### Instruction
Write out exactly the lines from the one containing "Wildlife-tally request: put a marker on the foliage" through the last line of the records below, including both.

# Start of Supplied entries

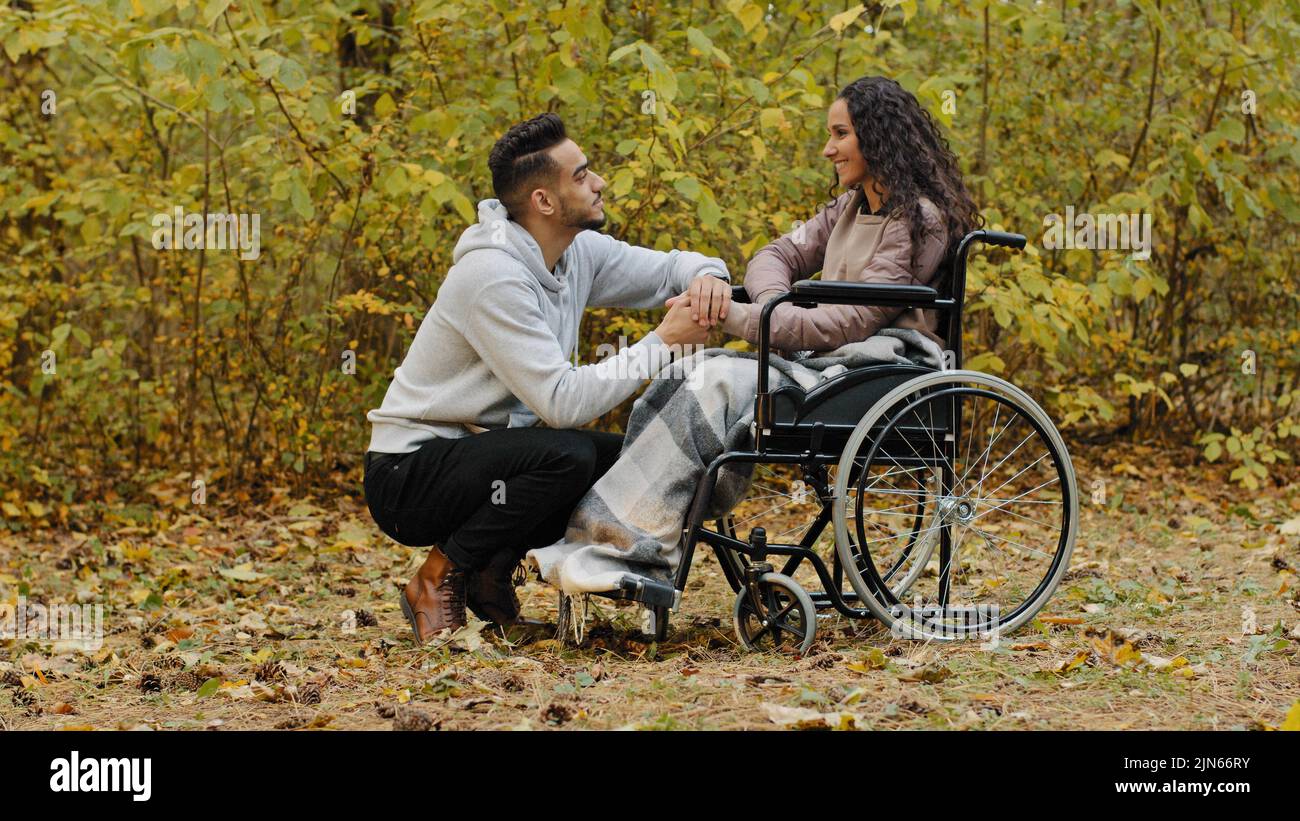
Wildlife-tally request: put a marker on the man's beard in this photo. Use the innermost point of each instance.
(575, 218)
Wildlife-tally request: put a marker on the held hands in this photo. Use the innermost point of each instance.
(709, 299)
(679, 328)
(694, 312)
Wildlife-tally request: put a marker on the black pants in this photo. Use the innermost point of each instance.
(501, 490)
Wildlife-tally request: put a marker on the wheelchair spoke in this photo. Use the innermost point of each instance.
(989, 537)
(922, 478)
(1018, 472)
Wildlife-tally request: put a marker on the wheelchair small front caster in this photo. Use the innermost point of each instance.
(783, 617)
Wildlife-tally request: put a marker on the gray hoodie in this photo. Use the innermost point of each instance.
(494, 350)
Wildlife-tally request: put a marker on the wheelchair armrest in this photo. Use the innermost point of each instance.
(865, 294)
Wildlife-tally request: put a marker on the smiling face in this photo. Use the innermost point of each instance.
(841, 147)
(577, 189)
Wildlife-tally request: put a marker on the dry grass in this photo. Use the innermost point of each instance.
(1171, 563)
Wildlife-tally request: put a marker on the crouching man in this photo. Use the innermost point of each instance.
(456, 460)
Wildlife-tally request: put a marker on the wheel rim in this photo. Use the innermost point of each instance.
(984, 494)
(784, 618)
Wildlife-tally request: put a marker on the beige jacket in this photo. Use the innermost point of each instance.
(845, 246)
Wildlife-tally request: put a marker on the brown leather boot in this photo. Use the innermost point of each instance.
(436, 596)
(490, 591)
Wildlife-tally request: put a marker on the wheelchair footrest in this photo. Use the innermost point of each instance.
(646, 591)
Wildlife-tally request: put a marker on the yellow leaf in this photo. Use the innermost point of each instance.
(843, 20)
(1292, 720)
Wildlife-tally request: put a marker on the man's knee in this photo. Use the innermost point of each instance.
(573, 456)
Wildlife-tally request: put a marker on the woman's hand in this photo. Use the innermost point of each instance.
(709, 299)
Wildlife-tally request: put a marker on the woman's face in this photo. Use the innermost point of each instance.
(841, 148)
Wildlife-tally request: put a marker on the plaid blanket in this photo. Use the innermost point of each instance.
(629, 522)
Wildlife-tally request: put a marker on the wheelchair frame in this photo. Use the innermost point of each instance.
(727, 547)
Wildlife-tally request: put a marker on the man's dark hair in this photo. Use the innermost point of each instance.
(519, 160)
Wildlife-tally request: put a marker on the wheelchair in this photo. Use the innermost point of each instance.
(949, 494)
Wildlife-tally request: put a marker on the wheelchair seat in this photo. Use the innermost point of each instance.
(835, 404)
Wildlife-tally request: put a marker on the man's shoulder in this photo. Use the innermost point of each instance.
(482, 268)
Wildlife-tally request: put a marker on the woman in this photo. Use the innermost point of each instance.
(905, 204)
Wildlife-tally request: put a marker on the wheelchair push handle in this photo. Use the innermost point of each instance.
(997, 238)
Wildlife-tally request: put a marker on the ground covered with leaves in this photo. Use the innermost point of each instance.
(1179, 611)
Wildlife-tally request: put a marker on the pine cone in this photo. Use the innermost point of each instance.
(269, 672)
(27, 702)
(185, 680)
(411, 720)
(310, 694)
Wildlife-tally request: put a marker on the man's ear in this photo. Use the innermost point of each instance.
(542, 202)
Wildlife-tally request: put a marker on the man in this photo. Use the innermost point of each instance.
(455, 459)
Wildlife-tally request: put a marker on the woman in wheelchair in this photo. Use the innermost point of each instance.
(950, 489)
(904, 202)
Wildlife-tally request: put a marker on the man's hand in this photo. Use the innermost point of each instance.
(677, 326)
(709, 298)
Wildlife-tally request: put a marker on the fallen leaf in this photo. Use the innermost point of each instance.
(807, 719)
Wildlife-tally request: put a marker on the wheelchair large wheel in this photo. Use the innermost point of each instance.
(958, 483)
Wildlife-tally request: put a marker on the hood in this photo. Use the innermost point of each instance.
(497, 231)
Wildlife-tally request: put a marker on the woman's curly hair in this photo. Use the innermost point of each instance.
(909, 157)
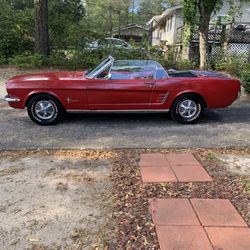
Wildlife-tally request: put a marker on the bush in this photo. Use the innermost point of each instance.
(232, 64)
(245, 79)
(27, 60)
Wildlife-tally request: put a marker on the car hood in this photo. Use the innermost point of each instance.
(47, 76)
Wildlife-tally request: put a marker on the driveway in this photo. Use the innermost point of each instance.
(228, 127)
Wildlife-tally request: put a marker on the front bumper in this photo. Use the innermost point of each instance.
(9, 99)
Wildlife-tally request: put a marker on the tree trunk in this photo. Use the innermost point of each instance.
(41, 28)
(203, 37)
(203, 34)
(186, 41)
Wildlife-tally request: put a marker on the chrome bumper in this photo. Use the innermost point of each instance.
(10, 99)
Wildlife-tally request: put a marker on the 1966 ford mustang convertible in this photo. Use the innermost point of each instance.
(121, 86)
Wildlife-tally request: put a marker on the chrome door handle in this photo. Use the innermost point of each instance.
(150, 83)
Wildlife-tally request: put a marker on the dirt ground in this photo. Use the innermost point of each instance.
(53, 201)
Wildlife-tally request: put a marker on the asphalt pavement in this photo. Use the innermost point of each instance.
(228, 127)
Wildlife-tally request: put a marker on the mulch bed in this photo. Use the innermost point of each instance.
(133, 224)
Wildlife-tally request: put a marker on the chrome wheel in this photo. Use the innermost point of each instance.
(44, 109)
(187, 108)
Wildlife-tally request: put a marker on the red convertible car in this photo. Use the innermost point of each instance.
(121, 86)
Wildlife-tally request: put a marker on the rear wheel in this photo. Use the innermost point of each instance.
(187, 109)
(44, 110)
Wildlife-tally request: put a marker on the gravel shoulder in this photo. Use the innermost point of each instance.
(54, 200)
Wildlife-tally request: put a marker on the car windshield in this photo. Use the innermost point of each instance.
(100, 68)
(133, 69)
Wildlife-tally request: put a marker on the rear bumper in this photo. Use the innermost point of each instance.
(9, 99)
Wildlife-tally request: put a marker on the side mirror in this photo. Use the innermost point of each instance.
(108, 76)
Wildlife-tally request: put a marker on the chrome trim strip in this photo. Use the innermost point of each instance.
(9, 99)
(118, 111)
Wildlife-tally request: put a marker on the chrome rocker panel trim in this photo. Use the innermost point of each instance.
(9, 99)
(119, 111)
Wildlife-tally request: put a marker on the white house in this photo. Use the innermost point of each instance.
(166, 28)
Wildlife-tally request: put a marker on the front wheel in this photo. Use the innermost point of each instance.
(44, 110)
(187, 109)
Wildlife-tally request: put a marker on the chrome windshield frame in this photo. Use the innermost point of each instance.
(98, 70)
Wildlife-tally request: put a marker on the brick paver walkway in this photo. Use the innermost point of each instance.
(199, 224)
(196, 224)
(172, 168)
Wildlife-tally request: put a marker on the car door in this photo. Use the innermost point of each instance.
(128, 88)
(119, 94)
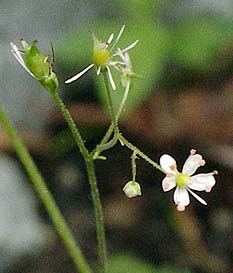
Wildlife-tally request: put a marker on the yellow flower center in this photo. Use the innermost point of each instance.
(182, 180)
(100, 55)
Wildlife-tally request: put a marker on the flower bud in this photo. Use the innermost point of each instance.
(132, 189)
(50, 82)
(36, 64)
(100, 53)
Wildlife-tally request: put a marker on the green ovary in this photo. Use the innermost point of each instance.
(100, 56)
(182, 180)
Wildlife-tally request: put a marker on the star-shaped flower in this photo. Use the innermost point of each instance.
(184, 181)
(102, 58)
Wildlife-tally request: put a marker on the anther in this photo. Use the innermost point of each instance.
(202, 162)
(193, 151)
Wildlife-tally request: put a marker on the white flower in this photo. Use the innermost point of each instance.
(184, 181)
(132, 189)
(102, 58)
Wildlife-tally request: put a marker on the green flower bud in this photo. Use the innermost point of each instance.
(36, 64)
(132, 189)
(50, 82)
(100, 55)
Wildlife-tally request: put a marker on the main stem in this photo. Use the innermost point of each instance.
(88, 157)
(74, 130)
(98, 215)
(46, 197)
(110, 105)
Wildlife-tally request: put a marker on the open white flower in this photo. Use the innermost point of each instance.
(102, 57)
(184, 181)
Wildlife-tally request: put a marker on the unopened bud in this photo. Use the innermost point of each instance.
(132, 189)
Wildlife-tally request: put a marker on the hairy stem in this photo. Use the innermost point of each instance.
(74, 130)
(46, 197)
(92, 181)
(125, 142)
(98, 216)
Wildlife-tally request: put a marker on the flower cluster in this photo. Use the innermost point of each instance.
(184, 181)
(103, 59)
(36, 64)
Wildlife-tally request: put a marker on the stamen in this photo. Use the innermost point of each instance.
(193, 151)
(166, 185)
(202, 162)
(173, 167)
(208, 189)
(180, 208)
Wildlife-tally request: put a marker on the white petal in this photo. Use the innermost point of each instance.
(191, 164)
(111, 78)
(75, 77)
(202, 182)
(130, 46)
(15, 51)
(98, 70)
(169, 183)
(166, 162)
(181, 197)
(197, 197)
(110, 39)
(118, 37)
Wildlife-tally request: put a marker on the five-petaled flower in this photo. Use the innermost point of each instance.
(103, 59)
(184, 181)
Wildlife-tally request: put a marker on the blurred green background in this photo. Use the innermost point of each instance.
(184, 101)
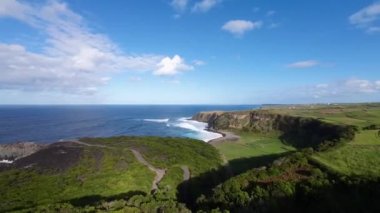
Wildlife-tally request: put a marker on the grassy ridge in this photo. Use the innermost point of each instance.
(359, 157)
(253, 145)
(108, 172)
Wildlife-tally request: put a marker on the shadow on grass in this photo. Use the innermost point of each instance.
(189, 191)
(95, 199)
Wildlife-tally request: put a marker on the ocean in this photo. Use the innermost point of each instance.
(46, 124)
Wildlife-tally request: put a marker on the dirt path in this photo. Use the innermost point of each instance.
(87, 144)
(159, 172)
(227, 136)
(186, 173)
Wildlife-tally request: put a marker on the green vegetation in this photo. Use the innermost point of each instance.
(105, 171)
(253, 145)
(292, 184)
(359, 157)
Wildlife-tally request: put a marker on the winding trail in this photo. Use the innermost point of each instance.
(186, 173)
(87, 144)
(159, 172)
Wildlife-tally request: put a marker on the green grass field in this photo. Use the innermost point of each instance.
(104, 172)
(253, 145)
(359, 157)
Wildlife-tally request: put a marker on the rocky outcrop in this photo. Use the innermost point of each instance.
(18, 150)
(300, 132)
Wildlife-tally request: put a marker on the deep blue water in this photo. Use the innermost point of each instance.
(53, 123)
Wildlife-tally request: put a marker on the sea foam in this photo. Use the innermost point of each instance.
(199, 129)
(165, 120)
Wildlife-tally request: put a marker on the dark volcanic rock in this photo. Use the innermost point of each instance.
(56, 157)
(18, 150)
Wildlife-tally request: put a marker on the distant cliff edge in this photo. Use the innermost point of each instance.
(301, 132)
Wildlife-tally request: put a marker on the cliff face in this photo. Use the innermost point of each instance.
(18, 150)
(298, 131)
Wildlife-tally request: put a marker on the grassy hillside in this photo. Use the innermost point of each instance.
(103, 169)
(358, 156)
(292, 184)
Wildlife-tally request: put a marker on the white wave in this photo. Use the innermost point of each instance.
(6, 161)
(165, 120)
(199, 128)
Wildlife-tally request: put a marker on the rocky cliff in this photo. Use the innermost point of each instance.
(18, 150)
(300, 132)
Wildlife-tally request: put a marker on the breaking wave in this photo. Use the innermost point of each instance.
(165, 120)
(198, 129)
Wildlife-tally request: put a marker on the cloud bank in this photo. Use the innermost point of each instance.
(367, 18)
(73, 59)
(303, 64)
(240, 27)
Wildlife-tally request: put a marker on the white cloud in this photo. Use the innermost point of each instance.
(367, 17)
(271, 13)
(239, 27)
(74, 59)
(172, 66)
(135, 79)
(205, 5)
(303, 64)
(179, 5)
(360, 85)
(350, 87)
(199, 62)
(377, 85)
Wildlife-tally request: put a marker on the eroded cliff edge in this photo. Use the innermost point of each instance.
(300, 132)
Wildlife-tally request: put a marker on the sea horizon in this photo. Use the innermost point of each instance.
(54, 123)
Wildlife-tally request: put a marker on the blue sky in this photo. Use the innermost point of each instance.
(189, 51)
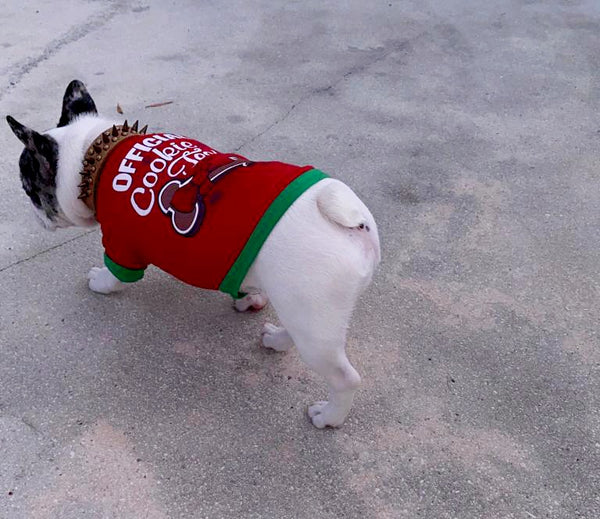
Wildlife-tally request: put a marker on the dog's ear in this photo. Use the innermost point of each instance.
(26, 135)
(40, 157)
(76, 101)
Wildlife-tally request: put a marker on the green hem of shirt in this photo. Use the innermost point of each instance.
(234, 278)
(123, 273)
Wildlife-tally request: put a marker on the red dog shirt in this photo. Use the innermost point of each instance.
(195, 213)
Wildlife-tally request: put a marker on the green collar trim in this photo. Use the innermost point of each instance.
(123, 273)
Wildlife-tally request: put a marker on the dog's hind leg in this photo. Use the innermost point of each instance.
(251, 302)
(321, 342)
(276, 338)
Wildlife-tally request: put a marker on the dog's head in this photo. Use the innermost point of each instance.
(38, 163)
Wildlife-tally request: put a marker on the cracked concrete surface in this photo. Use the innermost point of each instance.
(469, 128)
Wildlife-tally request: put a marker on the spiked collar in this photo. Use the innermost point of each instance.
(94, 157)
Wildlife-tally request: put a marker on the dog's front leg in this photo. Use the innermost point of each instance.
(103, 281)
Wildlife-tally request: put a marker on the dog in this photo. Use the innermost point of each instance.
(311, 261)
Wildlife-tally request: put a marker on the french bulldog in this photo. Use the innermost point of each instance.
(310, 249)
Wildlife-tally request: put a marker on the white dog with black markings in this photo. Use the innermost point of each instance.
(311, 257)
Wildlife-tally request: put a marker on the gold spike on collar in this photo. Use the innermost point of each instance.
(93, 160)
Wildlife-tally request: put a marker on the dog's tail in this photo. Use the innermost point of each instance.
(339, 204)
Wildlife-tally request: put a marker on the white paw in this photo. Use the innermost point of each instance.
(323, 414)
(276, 338)
(250, 302)
(102, 281)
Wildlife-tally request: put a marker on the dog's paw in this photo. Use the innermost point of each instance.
(102, 281)
(250, 302)
(276, 338)
(323, 414)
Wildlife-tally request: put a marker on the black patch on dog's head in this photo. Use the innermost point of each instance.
(76, 101)
(38, 164)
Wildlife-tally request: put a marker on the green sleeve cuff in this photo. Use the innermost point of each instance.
(123, 273)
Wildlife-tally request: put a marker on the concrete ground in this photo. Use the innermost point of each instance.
(470, 129)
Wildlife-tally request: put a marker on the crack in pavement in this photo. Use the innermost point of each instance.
(15, 73)
(356, 69)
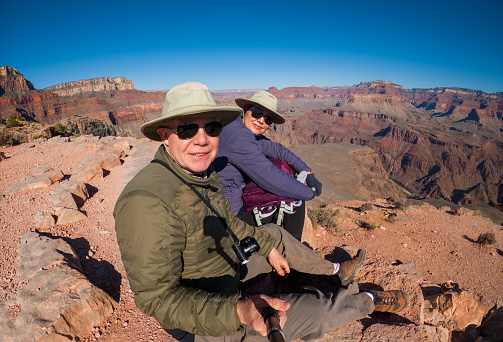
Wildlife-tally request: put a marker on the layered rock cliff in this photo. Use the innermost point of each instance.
(453, 151)
(91, 86)
(12, 81)
(113, 100)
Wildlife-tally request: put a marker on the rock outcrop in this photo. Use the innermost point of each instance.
(12, 81)
(55, 301)
(452, 151)
(91, 86)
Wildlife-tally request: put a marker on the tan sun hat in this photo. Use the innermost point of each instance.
(190, 99)
(265, 100)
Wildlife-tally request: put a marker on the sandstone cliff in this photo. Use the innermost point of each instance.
(451, 150)
(12, 80)
(113, 100)
(91, 86)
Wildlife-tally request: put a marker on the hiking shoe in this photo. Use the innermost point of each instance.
(349, 269)
(390, 301)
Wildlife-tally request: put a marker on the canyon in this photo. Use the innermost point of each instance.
(443, 143)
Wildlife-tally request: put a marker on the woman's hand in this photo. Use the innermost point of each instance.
(314, 184)
(279, 263)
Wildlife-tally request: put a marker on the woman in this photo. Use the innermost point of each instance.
(242, 156)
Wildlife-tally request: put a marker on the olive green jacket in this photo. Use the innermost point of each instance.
(177, 254)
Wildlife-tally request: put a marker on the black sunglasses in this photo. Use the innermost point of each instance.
(257, 114)
(189, 130)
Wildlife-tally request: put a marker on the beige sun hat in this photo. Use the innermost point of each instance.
(265, 100)
(189, 99)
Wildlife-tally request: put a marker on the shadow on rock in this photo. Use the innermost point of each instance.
(100, 273)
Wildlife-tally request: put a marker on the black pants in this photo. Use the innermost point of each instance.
(292, 223)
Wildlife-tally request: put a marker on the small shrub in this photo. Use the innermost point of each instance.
(12, 122)
(60, 129)
(368, 225)
(366, 207)
(392, 217)
(324, 217)
(486, 239)
(373, 222)
(401, 204)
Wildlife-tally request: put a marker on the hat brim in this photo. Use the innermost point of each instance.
(277, 117)
(225, 114)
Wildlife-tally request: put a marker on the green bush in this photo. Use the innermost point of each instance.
(12, 122)
(366, 207)
(60, 129)
(486, 239)
(401, 204)
(368, 225)
(324, 217)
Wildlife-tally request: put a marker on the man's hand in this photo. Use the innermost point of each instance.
(279, 263)
(250, 311)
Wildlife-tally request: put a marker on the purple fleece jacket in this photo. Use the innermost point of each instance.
(242, 155)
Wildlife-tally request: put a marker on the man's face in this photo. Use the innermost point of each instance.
(257, 126)
(194, 154)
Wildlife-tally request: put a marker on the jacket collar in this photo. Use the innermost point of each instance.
(163, 155)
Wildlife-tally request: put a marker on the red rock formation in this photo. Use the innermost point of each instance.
(91, 86)
(12, 80)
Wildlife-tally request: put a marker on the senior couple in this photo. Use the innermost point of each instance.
(179, 236)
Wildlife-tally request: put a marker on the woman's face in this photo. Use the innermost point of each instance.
(257, 126)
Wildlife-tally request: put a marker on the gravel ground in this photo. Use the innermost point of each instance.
(440, 243)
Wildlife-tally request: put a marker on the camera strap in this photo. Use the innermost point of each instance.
(236, 240)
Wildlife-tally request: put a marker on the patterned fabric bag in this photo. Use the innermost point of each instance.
(263, 203)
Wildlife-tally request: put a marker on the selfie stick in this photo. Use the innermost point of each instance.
(271, 320)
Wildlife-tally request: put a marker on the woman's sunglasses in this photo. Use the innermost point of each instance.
(189, 130)
(257, 114)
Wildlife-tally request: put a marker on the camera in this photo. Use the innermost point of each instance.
(245, 248)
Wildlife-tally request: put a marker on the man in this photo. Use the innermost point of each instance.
(177, 237)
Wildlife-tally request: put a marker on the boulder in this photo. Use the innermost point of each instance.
(71, 194)
(41, 181)
(378, 276)
(491, 329)
(55, 301)
(405, 333)
(452, 307)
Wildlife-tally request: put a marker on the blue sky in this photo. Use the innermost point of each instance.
(257, 44)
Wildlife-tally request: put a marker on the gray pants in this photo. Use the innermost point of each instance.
(312, 312)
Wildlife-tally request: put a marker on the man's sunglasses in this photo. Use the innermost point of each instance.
(257, 114)
(189, 130)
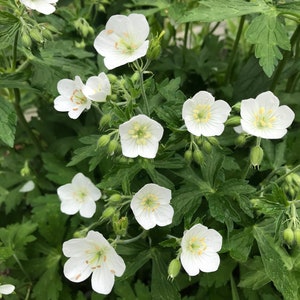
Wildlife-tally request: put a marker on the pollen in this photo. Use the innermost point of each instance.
(202, 113)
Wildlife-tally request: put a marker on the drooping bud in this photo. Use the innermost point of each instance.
(256, 156)
(174, 268)
(188, 155)
(288, 236)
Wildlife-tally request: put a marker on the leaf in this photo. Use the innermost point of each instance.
(217, 10)
(277, 265)
(268, 34)
(8, 122)
(161, 287)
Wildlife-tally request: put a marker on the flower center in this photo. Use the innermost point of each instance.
(126, 44)
(150, 202)
(80, 195)
(197, 245)
(202, 113)
(140, 134)
(264, 119)
(78, 98)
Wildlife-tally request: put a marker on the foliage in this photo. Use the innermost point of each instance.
(234, 49)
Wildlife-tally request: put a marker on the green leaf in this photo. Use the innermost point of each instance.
(161, 287)
(268, 34)
(253, 274)
(277, 264)
(8, 122)
(217, 10)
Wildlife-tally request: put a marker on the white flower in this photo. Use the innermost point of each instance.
(199, 246)
(263, 117)
(80, 195)
(205, 116)
(151, 206)
(6, 289)
(97, 88)
(45, 7)
(93, 255)
(123, 40)
(71, 98)
(27, 187)
(140, 136)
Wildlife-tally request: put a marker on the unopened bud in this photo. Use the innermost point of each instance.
(188, 155)
(288, 236)
(113, 146)
(256, 156)
(115, 198)
(103, 140)
(198, 157)
(36, 35)
(207, 146)
(297, 236)
(174, 268)
(120, 226)
(105, 120)
(108, 212)
(26, 40)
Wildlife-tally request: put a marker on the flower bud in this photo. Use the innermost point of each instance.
(113, 146)
(297, 236)
(207, 147)
(26, 40)
(103, 140)
(174, 268)
(108, 212)
(36, 35)
(120, 226)
(115, 198)
(288, 236)
(256, 156)
(241, 140)
(233, 121)
(188, 155)
(154, 49)
(105, 120)
(198, 156)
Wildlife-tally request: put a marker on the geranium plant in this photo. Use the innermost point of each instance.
(149, 150)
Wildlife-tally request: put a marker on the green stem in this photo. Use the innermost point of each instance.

# End of Supplied entries

### Correct output
Wildlife-tally request: put a marker on the foliage in this photo. Use the innermost point of each instance.
(234, 49)
Wildlife-tally request: put a marker on the green leaf in this photo. Use the innermost point of each instance.
(161, 287)
(268, 34)
(253, 274)
(277, 264)
(8, 122)
(217, 10)
Wildlife-tally request: put a marker on the white flower in this photo. Use the innermost point of each instance.
(199, 246)
(263, 117)
(80, 195)
(205, 116)
(151, 206)
(6, 289)
(97, 88)
(45, 7)
(93, 255)
(123, 40)
(71, 98)
(27, 187)
(140, 136)
Wildlife-tally request: put a marker on the unopened bud in this photo. Use the innermost point of each instance.
(188, 155)
(288, 236)
(113, 146)
(256, 156)
(115, 198)
(103, 140)
(198, 157)
(36, 35)
(207, 146)
(297, 236)
(174, 268)
(120, 226)
(105, 120)
(108, 212)
(26, 40)
Wildlife-tally request: put a marker on the flower bud in this photo. Use the innermost point of each instance.
(113, 146)
(297, 236)
(207, 147)
(26, 40)
(103, 140)
(174, 268)
(108, 212)
(36, 35)
(120, 226)
(115, 198)
(288, 236)
(256, 156)
(241, 140)
(233, 121)
(188, 155)
(154, 49)
(105, 120)
(198, 156)
Wildlife-tally request: put a marker on the geranium plant in this photo. Use the innermost point of each instance.
(149, 150)
Wildlife-tally request: put a marker on the green stem in this photo. Use the innermost point of each instance.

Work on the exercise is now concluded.